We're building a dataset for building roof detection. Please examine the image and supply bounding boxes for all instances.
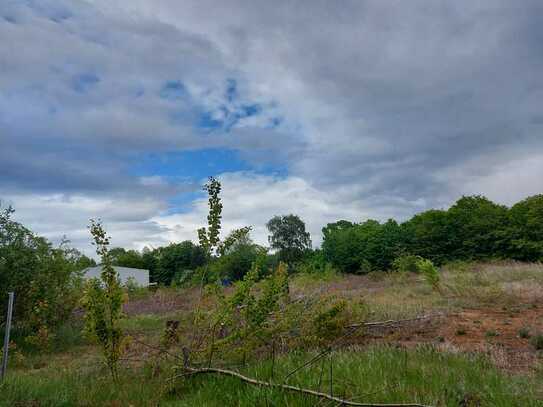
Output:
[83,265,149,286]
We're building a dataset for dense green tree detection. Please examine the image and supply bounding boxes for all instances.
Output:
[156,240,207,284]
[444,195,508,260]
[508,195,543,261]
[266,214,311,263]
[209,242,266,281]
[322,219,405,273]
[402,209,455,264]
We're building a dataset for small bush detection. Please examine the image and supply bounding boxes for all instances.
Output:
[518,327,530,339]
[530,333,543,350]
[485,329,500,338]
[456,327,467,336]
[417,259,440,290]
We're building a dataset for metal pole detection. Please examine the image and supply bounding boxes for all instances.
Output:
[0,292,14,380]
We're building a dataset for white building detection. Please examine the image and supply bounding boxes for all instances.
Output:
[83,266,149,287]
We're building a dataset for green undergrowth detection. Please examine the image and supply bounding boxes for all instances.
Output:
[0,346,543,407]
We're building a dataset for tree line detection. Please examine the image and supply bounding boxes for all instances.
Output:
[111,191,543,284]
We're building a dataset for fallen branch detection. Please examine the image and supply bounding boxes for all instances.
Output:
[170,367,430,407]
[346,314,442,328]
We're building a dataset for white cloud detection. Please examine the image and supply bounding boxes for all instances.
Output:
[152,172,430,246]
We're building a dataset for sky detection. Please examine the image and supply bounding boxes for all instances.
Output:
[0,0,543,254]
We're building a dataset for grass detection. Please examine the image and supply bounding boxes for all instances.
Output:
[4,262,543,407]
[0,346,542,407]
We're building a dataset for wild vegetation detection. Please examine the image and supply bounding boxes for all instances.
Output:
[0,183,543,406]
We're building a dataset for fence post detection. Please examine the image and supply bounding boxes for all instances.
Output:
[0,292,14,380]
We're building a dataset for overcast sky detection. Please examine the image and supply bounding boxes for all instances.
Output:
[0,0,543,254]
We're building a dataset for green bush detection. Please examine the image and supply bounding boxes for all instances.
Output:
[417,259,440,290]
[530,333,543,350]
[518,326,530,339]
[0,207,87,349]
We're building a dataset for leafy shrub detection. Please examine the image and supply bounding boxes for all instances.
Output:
---
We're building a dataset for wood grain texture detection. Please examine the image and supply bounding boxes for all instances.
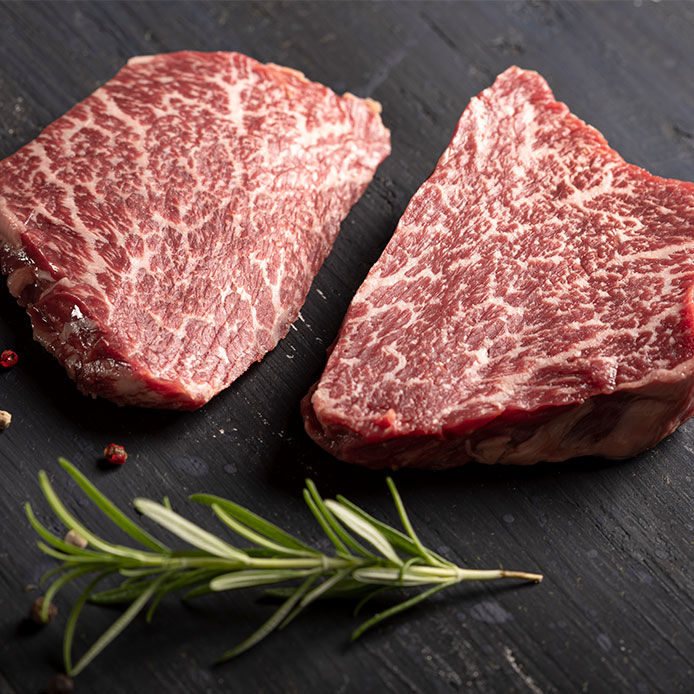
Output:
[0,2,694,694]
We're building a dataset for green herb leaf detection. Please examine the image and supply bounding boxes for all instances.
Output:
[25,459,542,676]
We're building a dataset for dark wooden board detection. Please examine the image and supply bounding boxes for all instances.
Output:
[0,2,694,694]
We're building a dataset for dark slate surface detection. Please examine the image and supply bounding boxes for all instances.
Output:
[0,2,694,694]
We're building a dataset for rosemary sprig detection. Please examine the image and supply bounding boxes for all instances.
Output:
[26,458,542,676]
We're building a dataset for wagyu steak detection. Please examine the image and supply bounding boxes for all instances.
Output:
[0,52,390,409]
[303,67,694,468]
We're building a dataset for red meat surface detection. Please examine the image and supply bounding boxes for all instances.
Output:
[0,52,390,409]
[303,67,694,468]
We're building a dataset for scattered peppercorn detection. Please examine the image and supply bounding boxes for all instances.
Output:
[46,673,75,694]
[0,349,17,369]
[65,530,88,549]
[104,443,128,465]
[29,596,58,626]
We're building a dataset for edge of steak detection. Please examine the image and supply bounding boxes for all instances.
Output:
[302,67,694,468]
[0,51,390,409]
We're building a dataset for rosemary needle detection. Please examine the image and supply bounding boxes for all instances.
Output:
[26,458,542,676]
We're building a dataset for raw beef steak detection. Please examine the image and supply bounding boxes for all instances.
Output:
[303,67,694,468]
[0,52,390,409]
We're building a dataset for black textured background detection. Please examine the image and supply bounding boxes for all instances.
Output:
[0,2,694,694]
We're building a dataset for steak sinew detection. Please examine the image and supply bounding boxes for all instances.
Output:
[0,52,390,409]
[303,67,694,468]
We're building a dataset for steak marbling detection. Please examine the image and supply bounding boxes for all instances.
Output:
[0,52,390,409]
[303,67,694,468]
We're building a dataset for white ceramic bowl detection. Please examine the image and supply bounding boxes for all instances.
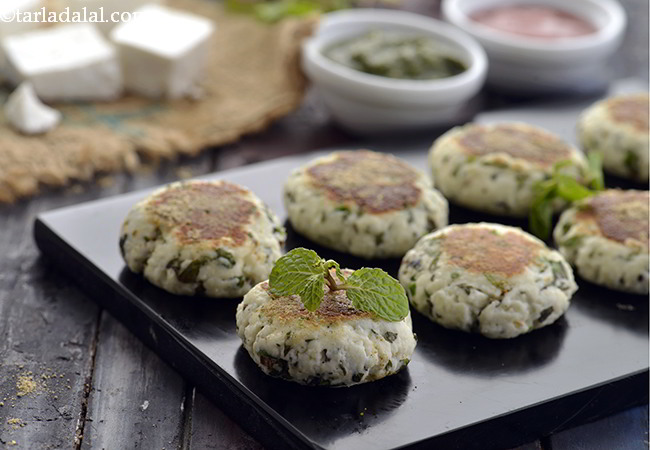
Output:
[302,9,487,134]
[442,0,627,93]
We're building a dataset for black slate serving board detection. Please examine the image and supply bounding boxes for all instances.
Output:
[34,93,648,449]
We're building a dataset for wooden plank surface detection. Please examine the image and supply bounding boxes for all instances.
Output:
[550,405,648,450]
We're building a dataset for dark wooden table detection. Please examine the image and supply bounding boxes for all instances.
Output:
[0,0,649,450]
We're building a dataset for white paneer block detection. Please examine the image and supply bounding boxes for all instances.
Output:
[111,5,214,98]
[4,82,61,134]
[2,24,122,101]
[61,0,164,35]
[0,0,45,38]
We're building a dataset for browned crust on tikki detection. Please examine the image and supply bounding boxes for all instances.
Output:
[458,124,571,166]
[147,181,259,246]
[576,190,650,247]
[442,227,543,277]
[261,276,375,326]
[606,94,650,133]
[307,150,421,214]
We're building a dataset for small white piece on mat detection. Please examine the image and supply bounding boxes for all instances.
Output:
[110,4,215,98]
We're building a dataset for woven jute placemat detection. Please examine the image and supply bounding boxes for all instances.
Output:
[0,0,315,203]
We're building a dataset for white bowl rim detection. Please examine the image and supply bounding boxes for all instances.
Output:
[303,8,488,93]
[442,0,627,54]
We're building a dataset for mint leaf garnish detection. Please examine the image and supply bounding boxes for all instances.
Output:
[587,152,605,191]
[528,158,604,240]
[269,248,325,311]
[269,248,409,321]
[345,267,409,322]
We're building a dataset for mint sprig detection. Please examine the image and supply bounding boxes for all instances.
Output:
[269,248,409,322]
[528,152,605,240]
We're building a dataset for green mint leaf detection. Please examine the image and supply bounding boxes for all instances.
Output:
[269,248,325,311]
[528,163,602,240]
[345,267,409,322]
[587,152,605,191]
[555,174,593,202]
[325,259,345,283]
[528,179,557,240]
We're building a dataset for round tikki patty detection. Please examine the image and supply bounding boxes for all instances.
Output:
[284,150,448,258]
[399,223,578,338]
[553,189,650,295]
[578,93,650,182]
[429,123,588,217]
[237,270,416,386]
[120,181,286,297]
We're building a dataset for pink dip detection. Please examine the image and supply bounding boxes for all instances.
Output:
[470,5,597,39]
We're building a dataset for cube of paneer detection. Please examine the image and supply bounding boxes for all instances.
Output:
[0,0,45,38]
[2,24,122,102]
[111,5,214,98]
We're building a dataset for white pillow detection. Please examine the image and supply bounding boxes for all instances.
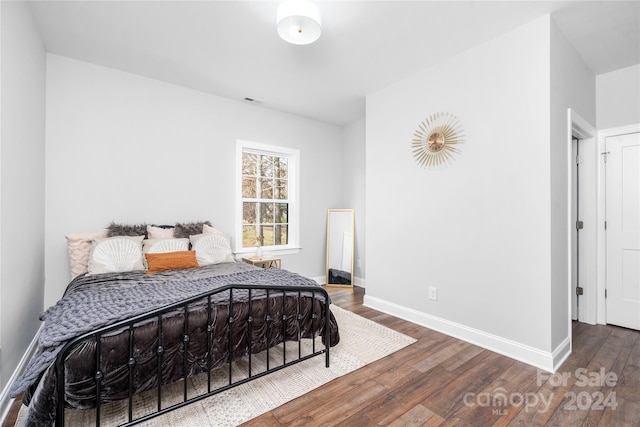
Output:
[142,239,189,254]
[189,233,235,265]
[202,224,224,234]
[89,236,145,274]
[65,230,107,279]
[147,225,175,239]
---
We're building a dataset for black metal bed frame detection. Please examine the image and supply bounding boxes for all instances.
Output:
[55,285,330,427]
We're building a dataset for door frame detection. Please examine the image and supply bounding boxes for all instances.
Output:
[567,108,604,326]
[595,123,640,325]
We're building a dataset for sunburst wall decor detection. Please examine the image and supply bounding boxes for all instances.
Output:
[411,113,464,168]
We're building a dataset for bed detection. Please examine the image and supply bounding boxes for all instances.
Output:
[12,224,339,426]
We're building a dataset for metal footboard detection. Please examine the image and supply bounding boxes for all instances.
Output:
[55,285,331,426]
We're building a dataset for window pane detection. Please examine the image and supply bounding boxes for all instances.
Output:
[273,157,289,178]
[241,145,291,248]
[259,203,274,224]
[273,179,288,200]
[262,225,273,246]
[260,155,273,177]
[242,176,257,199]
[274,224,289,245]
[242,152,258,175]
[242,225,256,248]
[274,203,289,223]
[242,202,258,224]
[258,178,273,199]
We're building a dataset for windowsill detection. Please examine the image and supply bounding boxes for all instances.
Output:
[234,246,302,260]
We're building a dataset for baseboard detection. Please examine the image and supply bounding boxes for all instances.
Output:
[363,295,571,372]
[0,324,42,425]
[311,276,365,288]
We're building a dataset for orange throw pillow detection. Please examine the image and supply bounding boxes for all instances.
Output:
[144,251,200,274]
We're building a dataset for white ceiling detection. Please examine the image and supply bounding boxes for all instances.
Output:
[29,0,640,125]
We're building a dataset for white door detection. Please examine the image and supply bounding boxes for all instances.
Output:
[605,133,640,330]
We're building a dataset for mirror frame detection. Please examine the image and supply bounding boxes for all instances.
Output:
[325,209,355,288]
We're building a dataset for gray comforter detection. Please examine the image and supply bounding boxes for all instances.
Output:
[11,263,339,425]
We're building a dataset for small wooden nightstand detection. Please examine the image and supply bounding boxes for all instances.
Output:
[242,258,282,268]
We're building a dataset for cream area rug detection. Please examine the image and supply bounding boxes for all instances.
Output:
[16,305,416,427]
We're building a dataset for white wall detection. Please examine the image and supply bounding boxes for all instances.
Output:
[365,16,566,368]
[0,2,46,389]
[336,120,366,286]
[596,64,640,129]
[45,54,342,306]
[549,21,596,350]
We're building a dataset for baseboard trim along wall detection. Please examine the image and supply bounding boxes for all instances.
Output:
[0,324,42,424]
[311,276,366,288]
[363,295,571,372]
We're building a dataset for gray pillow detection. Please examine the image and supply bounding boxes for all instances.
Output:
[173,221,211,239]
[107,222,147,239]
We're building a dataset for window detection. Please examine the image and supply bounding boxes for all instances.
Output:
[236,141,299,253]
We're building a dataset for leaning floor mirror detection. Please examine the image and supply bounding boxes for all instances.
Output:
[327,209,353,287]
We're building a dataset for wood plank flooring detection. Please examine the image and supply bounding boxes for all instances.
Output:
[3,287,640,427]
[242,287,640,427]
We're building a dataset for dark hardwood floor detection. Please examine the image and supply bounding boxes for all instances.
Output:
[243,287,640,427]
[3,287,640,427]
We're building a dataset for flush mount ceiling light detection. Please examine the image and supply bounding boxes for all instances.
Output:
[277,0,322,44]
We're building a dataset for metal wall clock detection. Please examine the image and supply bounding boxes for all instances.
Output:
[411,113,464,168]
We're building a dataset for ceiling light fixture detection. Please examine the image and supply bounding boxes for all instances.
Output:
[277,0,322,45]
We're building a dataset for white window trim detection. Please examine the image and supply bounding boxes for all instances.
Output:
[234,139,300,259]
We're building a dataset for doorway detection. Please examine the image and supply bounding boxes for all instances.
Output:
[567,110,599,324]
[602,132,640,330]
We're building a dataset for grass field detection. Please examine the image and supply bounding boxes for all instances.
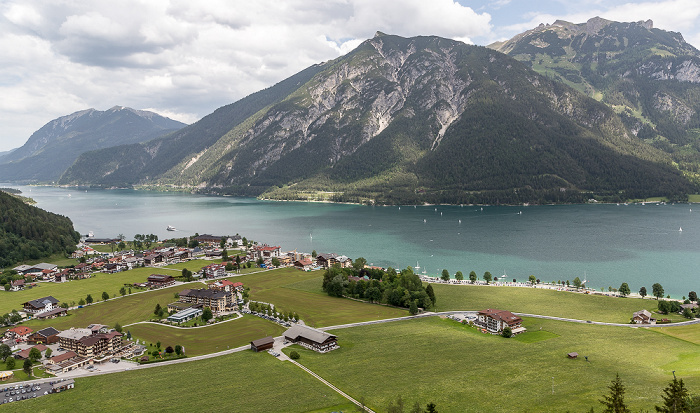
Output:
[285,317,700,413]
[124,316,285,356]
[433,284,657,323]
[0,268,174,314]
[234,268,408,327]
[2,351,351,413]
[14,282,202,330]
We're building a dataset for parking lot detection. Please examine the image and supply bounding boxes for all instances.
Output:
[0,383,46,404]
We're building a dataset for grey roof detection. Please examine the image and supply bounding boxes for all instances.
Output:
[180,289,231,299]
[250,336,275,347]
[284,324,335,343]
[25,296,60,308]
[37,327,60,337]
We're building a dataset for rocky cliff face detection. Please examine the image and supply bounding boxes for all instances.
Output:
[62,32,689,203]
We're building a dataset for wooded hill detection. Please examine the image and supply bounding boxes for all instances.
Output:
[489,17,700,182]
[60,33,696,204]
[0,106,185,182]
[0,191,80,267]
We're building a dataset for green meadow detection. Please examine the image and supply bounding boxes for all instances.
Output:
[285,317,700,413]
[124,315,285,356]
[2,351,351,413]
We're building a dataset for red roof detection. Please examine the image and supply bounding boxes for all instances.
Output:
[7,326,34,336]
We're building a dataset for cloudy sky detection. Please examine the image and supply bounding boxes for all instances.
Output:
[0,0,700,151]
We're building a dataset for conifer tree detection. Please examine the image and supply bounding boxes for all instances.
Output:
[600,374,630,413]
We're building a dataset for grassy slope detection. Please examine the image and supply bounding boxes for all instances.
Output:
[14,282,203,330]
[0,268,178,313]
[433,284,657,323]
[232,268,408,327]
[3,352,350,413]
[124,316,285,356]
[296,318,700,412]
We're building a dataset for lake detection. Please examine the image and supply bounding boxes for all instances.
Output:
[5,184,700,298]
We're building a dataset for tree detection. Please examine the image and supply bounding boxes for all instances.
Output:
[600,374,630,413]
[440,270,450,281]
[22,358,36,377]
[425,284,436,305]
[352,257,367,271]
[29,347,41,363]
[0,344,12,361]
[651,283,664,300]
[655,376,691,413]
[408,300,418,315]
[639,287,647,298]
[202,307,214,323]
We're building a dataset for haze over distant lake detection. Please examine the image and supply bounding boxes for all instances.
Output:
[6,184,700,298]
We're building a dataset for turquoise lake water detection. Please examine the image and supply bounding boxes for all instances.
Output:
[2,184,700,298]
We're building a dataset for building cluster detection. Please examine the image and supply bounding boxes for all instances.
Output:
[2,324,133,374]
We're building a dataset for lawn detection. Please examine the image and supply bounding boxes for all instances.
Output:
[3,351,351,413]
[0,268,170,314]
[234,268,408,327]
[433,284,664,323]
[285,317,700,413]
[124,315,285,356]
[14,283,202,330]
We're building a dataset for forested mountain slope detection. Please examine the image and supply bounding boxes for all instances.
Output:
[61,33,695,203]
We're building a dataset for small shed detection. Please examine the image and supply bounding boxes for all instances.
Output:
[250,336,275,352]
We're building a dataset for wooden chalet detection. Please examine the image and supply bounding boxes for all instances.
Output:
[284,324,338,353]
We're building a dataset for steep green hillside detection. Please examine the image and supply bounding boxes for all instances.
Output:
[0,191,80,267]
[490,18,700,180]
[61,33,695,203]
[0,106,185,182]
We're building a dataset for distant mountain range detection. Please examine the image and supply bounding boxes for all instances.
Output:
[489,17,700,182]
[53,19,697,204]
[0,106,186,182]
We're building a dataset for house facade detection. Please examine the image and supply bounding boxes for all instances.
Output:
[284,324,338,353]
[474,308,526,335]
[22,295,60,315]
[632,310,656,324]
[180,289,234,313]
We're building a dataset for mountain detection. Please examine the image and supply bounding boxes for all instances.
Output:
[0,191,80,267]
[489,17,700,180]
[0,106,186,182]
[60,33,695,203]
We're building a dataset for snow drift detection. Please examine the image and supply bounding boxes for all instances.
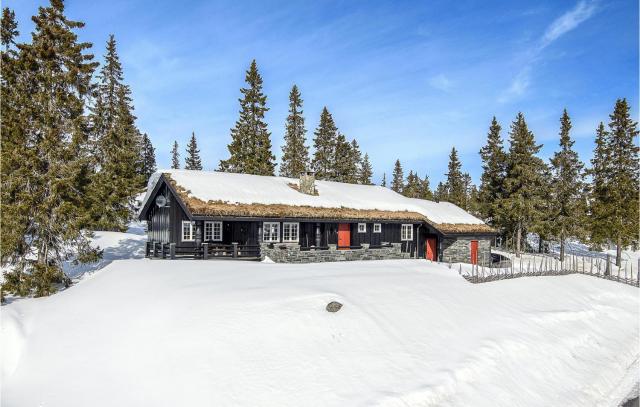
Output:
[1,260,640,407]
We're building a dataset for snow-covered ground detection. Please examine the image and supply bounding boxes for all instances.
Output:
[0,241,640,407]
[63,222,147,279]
---
## Problem to solve
Copy out the records exactly, everything from the line containing "We're building a dataset for overcast" down to the line containing "[0,207,87,349]", with both of those lines included.

## Solution below
We're building a dataset for overcast sky detection. Please examine the image and supply bounding boxes for all instances.
Output:
[0,0,543,254]
We're building a dataset for green bush detection. Please examine the image and supply bounding boxes for all instances.
Output:
[417,259,440,290]
[530,333,543,350]
[518,326,530,339]
[0,207,87,349]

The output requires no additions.